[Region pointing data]
-- Opening Marker --

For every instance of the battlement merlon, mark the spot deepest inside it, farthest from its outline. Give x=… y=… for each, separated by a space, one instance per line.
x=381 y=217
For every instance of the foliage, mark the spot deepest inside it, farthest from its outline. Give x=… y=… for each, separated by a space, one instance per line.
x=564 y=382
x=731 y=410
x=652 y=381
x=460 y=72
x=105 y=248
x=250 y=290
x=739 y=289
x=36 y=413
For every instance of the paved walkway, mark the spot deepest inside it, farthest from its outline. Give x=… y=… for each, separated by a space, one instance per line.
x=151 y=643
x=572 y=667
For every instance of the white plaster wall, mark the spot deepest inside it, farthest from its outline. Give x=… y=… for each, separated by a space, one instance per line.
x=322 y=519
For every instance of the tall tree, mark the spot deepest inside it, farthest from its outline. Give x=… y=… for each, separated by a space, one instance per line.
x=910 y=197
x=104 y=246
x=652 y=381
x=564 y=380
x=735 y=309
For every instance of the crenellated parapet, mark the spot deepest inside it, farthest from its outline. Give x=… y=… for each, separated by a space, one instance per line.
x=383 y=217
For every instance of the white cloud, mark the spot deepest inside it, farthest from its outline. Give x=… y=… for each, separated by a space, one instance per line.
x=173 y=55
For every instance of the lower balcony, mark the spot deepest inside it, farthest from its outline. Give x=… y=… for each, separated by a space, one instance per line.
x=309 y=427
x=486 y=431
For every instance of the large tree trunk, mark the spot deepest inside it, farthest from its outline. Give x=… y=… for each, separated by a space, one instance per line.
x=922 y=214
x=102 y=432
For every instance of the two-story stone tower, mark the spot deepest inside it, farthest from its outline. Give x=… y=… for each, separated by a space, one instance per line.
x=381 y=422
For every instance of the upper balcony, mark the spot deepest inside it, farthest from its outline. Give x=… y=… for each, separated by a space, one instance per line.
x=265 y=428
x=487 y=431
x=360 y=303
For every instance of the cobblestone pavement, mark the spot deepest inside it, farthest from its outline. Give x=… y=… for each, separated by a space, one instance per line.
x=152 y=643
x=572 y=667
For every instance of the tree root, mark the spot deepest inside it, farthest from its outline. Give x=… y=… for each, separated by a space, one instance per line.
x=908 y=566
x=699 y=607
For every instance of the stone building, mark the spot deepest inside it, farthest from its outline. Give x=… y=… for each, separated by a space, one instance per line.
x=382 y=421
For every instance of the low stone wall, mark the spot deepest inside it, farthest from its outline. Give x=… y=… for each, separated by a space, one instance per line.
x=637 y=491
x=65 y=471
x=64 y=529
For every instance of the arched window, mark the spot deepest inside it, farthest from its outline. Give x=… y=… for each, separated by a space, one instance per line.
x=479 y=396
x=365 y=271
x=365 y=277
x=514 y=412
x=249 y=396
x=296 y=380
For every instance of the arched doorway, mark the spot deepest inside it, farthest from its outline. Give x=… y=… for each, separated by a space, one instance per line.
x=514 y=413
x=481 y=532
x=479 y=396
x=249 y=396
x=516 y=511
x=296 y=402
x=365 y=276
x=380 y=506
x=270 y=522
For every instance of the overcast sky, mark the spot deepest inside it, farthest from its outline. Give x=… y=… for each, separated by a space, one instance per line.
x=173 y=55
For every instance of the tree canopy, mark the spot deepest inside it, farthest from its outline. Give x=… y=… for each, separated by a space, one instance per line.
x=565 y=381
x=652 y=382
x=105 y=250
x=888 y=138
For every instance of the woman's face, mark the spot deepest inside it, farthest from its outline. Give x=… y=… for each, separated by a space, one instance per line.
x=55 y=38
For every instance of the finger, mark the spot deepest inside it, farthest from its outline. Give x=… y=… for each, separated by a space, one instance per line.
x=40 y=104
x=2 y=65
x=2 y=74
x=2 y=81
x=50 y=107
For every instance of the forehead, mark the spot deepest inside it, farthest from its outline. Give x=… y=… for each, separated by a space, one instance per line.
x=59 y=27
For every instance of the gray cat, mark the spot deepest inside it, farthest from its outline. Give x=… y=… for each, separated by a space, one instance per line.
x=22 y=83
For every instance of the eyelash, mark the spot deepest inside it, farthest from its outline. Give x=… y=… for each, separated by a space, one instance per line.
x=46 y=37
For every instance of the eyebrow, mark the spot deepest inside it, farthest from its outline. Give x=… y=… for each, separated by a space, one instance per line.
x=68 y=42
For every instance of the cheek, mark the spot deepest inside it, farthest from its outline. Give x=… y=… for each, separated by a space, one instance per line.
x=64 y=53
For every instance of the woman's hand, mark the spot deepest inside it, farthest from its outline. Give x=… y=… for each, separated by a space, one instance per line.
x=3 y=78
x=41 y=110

-- Closing Marker --

> [ABOUT THIS TASK] With no line skipped, copy the entries exactly as written.

> [EXPECTED ANSWER]
For every instance of the battlement merlon, mark the spot deepest inside it, farthest from its outline. Give x=… y=… for each, separated by a space, one instance per line.
x=381 y=217
For every instance of the foliage, mark the spot deepest inside it, farthest from its outline. Give x=… y=… for each, separated by a space, one instance per line.
x=564 y=382
x=731 y=410
x=652 y=381
x=460 y=72
x=105 y=248
x=250 y=290
x=739 y=289
x=36 y=413
For every instance of the paved walkway, mark the spot deepest inside it, farthest from its outline. Give x=… y=… for each, separated by a space, one instance per line.
x=151 y=643
x=572 y=667
For every instance of the white plaster wall, mark the spot deepest inside it, farthest from its outline. Give x=… y=… for each, separated by a space, one instance per line.
x=322 y=519
For every instance of the tall tree, mark the spot deepest inside it, farthest from its outline. Give x=… y=… for each, separated by a space, one instance per line.
x=910 y=197
x=104 y=246
x=652 y=381
x=564 y=380
x=735 y=309
For every instance of the crenellated parapet, mark the spot deepest inside it, farthest from its outline. Give x=… y=… for each, separated by a space, one instance per line.
x=383 y=217
For every instance of the white cloud, mark the spot deepest inside it, farthest from its outline. Give x=… y=… for each, separated by a space, one instance per line.
x=173 y=55
For every instance of the lower balcony, mark the spot deepest inside it, farthest from its outline. Give x=… y=… for each, separated by a space, one instance per line.
x=309 y=427
x=486 y=431
For every instance of the large tree trunk, mark the spot deepest inside it, farthest from its outline. Give x=… y=… for each, separated by a space, one instance per line.
x=922 y=214
x=102 y=432
For every instance of the two-story stone tower, mark the spot deepest inside it, farthest from its outline. Give x=… y=… for each, separated by a space, one instance per line.
x=381 y=422
For every instance of the upper balcony, mark the spot deepest inside it, farthest from its outline. Give x=… y=… for each, separated by a space, one instance per line.
x=265 y=428
x=487 y=431
x=360 y=303
For every instance of the cobblestone pavement, mark the spot deepest inside it, farthest from its outline. Give x=… y=… for each, separated by a space, one instance per line.
x=152 y=643
x=572 y=667
For every instance of the tree root, mark the spot deepest inside it, farthest from its outline. Give x=… y=… for each, separated by a space, one instance per line.
x=908 y=566
x=699 y=607
For every instance of the stone building, mark the spot deepest inside it, farthest from its outline. Give x=… y=… for each, separated by a space, one instance per line.
x=382 y=421
For every instance of the low stone wall, mark the spot deepest inside it, farthest from its outline. Give x=… y=… for each, separated by a space, one instance per line.
x=637 y=491
x=65 y=471
x=64 y=529
For every instance of the arched window, mark the spot deepest inside it, farthest from its outline. Give x=… y=… for each, separated by a space, one instance per line.
x=479 y=396
x=365 y=271
x=365 y=277
x=514 y=412
x=249 y=396
x=296 y=380
For every instance of the arched doorway, mark the spot deepest inside it, farthest from its outline. Give x=… y=… for each, separated by a space, one instance per line.
x=514 y=413
x=481 y=532
x=479 y=396
x=249 y=396
x=516 y=511
x=296 y=402
x=365 y=276
x=380 y=506
x=270 y=522
For every instance of the overcast sky, mark the spot deepest inside it, farthest from its outline. Give x=… y=… for each, separated by a space, one instance per line.
x=173 y=55
For every instance of the tree canopy, mark the spot deepest inside it, farthest from its outline. Give x=… y=… for each, separated by a space, one instance per line.
x=565 y=381
x=652 y=382
x=105 y=250
x=888 y=138
For every instance of the woman's face, mark the spot deepest inside it, farthest from its outline. Give x=… y=… for each, separated by a space, one instance per line.
x=55 y=38
For every instance of the finger, mark the spot deepest inside it, farthest from its outline. Give x=… y=… for each, separated by a space, one instance per line.
x=40 y=104
x=2 y=65
x=2 y=74
x=2 y=81
x=50 y=107
For every instance of the forehead, mark the spot deepest inside it, farthest from its outline. Give x=… y=… for each, separated by a space, one instance per line.
x=59 y=27
For every instance of the gray cat, mark the spot deepest inside it, farthest from its outline. Give x=… y=… for each, separated by a space, one instance per line.
x=22 y=83
For every instance of the eyelash, mark the spot deepest inside it, farthest from its outline. Give x=… y=… for each, separated by a space, one instance per line.
x=46 y=37
For every instance of the eyebrow, mark the spot deepest inside it, farthest from its outline. Give x=… y=… for each, separated by a space, one instance per line.
x=68 y=42
For every instance of the cheek, mark the spot deepest inside it, farthest from its outline. Give x=… y=… for each, separated by a space, one instance per line.
x=64 y=53
For every instance of the woman's hand, mark the spot deepest inside it, farthest from its outline. Give x=… y=… for each, separated by a space, one instance per line.
x=3 y=78
x=41 y=110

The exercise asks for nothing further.